-------- RECORDS PROVIDED --------
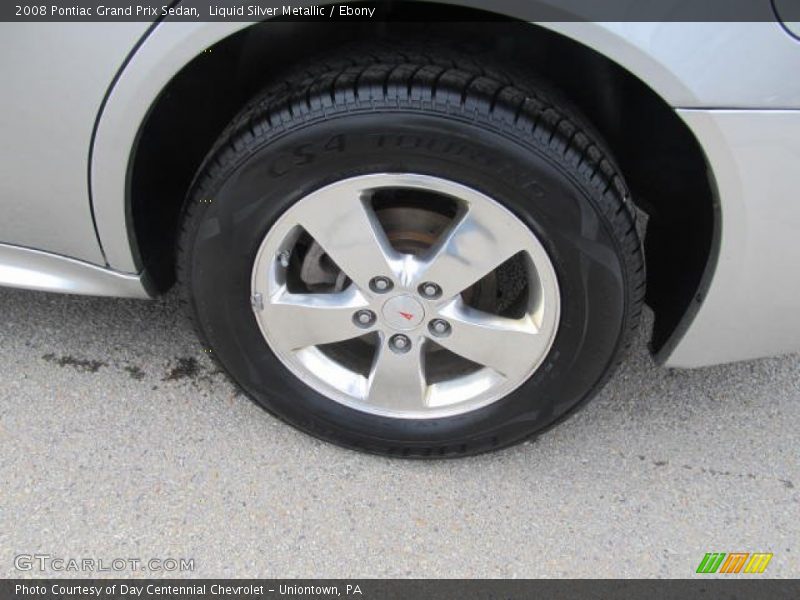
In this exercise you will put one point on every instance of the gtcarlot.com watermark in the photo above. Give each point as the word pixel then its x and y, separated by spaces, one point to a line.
pixel 60 564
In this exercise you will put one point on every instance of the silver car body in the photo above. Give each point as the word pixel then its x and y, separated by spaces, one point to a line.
pixel 67 139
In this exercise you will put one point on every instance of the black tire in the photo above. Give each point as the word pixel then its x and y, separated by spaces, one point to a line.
pixel 517 143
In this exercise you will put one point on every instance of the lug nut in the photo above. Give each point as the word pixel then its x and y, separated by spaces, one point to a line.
pixel 381 285
pixel 400 343
pixel 429 290
pixel 439 328
pixel 364 318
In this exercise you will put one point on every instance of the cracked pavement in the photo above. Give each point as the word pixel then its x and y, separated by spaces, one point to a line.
pixel 119 437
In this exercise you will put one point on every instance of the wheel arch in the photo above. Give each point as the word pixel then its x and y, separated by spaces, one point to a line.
pixel 178 91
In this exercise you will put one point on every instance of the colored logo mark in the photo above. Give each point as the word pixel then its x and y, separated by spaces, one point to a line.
pixel 734 562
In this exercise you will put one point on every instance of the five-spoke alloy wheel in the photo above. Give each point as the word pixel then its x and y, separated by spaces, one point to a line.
pixel 426 348
pixel 413 254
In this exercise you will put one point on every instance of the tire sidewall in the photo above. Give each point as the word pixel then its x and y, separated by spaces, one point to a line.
pixel 238 207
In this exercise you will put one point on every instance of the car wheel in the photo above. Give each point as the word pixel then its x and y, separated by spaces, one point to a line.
pixel 413 255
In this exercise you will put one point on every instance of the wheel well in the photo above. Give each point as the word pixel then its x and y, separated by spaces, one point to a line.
pixel 659 156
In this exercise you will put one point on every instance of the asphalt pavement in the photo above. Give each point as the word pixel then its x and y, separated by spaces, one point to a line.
pixel 119 438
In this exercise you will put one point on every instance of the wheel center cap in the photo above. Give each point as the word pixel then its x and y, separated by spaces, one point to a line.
pixel 403 312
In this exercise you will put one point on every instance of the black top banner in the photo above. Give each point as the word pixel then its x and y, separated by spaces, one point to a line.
pixel 395 10
pixel 411 589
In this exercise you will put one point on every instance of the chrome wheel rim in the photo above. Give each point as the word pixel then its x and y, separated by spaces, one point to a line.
pixel 402 324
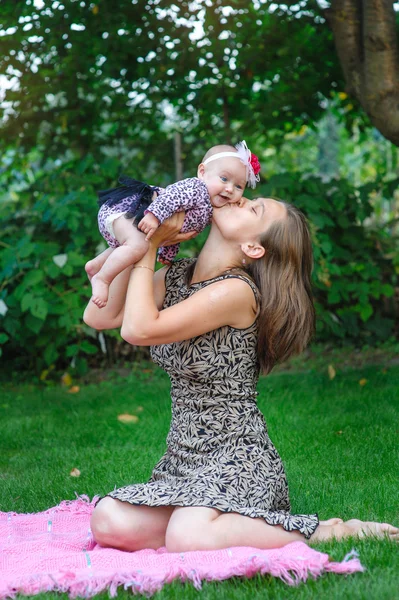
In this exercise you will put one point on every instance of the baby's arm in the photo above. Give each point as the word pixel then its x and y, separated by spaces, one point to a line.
pixel 148 225
pixel 178 197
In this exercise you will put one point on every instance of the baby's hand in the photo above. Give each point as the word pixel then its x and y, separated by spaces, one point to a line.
pixel 148 225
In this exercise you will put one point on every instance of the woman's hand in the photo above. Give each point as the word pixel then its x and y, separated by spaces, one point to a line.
pixel 169 232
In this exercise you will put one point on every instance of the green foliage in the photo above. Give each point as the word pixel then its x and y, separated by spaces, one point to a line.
pixel 49 232
pixel 356 266
pixel 96 74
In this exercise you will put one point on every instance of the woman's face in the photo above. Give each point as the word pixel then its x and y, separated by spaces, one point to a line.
pixel 247 220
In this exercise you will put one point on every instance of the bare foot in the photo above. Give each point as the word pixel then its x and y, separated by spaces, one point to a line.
pixel 362 529
pixel 338 529
pixel 91 270
pixel 100 291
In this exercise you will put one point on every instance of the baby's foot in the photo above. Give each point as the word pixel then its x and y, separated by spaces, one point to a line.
pixel 100 291
pixel 91 269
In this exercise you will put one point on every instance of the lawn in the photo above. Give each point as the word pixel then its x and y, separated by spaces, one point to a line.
pixel 339 440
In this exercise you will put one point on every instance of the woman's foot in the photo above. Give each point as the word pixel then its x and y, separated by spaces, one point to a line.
pixel 99 291
pixel 338 529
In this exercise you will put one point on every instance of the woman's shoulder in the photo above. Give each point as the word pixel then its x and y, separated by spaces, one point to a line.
pixel 242 275
pixel 177 271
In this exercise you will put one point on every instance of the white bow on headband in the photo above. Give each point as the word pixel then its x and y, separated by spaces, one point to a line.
pixel 244 154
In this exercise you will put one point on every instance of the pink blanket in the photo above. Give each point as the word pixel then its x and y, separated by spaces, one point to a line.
pixel 54 551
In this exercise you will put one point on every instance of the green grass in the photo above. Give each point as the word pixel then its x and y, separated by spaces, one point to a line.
pixel 339 442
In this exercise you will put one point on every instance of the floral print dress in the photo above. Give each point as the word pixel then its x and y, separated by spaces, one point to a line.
pixel 219 454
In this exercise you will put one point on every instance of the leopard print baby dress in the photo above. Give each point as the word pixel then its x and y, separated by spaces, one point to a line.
pixel 219 454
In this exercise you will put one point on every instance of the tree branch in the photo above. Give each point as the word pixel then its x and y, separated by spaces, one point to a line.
pixel 366 43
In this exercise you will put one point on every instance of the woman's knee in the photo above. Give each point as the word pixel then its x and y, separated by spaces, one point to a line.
pixel 105 521
pixel 184 539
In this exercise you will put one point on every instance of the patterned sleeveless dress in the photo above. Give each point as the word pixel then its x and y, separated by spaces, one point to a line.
pixel 219 454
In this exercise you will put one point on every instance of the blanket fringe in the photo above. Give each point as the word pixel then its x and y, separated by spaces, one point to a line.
pixel 293 572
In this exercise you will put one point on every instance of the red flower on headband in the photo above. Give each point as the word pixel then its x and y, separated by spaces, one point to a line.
pixel 255 163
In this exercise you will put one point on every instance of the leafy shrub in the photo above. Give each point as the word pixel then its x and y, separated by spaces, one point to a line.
pixel 356 265
pixel 49 231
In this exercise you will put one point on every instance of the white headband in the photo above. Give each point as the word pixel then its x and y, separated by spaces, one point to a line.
pixel 244 155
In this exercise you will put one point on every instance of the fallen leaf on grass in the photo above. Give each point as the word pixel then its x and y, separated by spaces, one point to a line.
pixel 66 379
pixel 331 372
pixel 126 418
pixel 74 389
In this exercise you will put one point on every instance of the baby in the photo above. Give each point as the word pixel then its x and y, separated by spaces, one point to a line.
pixel 221 178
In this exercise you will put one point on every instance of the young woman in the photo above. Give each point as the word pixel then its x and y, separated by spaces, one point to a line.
pixel 244 304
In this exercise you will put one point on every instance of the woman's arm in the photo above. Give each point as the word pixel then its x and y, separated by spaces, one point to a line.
pixel 226 302
pixel 111 316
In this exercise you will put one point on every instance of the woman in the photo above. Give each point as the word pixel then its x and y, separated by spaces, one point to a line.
pixel 244 303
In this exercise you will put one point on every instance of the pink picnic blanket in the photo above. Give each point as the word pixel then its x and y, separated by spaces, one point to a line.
pixel 55 551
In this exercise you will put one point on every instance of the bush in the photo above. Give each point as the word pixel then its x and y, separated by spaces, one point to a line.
pixel 356 265
pixel 49 232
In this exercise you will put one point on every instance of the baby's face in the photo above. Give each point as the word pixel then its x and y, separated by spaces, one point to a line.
pixel 225 179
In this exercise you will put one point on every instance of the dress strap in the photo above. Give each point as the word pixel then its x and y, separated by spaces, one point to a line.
pixel 247 279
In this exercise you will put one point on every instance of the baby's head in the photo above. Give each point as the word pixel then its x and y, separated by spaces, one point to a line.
pixel 226 170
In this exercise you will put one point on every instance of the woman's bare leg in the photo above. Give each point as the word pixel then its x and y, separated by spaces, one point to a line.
pixel 93 266
pixel 200 528
pixel 117 524
pixel 355 528
pixel 133 247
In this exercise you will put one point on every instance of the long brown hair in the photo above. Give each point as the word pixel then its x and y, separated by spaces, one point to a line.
pixel 287 314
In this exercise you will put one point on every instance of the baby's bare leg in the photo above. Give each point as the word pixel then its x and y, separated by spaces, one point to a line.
pixel 93 266
pixel 133 247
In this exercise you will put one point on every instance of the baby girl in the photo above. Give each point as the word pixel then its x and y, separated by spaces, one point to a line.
pixel 221 178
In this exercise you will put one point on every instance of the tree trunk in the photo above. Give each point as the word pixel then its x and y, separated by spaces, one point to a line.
pixel 366 42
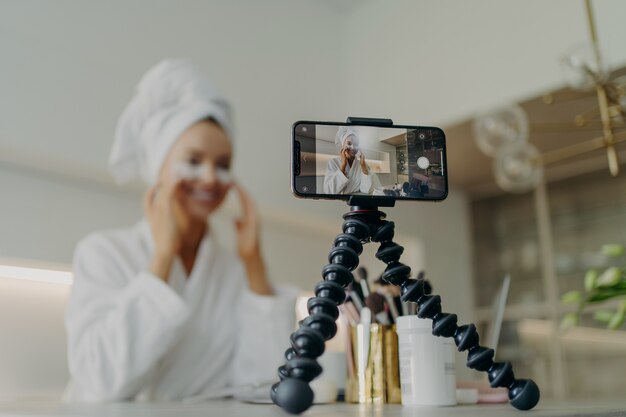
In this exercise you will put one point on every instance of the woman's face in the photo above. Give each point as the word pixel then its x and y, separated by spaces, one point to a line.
pixel 201 158
pixel 351 144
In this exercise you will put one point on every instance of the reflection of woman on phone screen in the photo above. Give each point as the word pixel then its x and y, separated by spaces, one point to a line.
pixel 348 173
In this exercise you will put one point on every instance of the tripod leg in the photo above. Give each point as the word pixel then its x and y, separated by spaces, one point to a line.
pixel 523 393
pixel 292 392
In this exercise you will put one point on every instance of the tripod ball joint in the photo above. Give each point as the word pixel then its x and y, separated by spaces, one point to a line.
pixel 292 395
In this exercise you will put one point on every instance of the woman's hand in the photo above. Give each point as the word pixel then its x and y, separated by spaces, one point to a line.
pixel 248 246
pixel 364 168
pixel 344 154
pixel 160 206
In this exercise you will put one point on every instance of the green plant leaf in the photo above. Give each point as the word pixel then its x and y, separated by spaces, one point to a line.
pixel 569 320
pixel 571 297
pixel 591 280
pixel 604 316
pixel 609 277
pixel 616 321
pixel 613 250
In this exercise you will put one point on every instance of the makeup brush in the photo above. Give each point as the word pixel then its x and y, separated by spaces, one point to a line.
pixel 356 291
pixel 362 272
pixel 376 303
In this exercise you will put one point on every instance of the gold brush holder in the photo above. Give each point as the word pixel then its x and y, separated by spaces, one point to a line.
pixel 373 370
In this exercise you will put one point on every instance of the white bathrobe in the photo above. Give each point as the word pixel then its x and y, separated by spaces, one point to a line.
pixel 131 335
pixel 336 182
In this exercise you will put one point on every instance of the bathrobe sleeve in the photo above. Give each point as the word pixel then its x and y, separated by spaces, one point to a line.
pixel 119 324
pixel 335 180
pixel 265 324
pixel 366 182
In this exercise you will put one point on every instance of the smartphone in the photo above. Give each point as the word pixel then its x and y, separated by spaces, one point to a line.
pixel 396 162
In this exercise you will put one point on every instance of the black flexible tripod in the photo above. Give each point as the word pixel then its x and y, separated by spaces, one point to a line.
pixel 365 223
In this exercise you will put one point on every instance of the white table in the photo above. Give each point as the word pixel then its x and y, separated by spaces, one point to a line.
pixel 228 408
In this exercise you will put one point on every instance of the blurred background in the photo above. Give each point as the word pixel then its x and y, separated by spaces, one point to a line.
pixel 68 68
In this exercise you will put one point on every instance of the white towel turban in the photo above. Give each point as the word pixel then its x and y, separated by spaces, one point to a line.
pixel 342 134
pixel 170 97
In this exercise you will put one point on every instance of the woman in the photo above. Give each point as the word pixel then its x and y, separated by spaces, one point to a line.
pixel 159 310
pixel 347 174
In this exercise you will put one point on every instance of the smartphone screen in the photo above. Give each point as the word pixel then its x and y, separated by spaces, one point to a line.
pixel 339 160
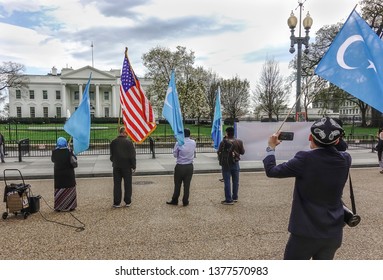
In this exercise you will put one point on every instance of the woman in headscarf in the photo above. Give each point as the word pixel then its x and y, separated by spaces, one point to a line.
pixel 64 177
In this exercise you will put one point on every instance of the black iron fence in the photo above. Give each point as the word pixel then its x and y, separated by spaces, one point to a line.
pixel 43 148
pixel 38 141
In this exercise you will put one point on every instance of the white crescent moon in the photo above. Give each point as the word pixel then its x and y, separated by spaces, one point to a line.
pixel 166 97
pixel 342 49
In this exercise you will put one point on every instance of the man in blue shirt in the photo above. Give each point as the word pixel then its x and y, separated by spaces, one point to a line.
pixel 183 171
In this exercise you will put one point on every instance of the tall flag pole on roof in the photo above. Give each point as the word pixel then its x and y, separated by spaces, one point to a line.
pixel 137 113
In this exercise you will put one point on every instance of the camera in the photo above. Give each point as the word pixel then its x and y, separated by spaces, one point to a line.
--------
Present the records above as a numbered list, running from their start through the line containing "pixel 517 143", with both ends included. Leave out blank lines and the pictures.

1. In this exercise you will put one point on every instance of the gtcarlot.com watermark in the photo above. Give each point as the word pixel then its x and y, separated by spaces, one point to a line.
2. pixel 60 564
3. In this exercise you will put one point on every instance of the silver car body in the photo above. Give each point as the word pixel then its x and y, separated by spaces, one point to a line.
4. pixel 67 139
5. In this exercise you will put one point on every instance of the black tire in the photo above. Give each point as the word pixel then its x and y, separated by spaces, one point to a line.
6. pixel 517 143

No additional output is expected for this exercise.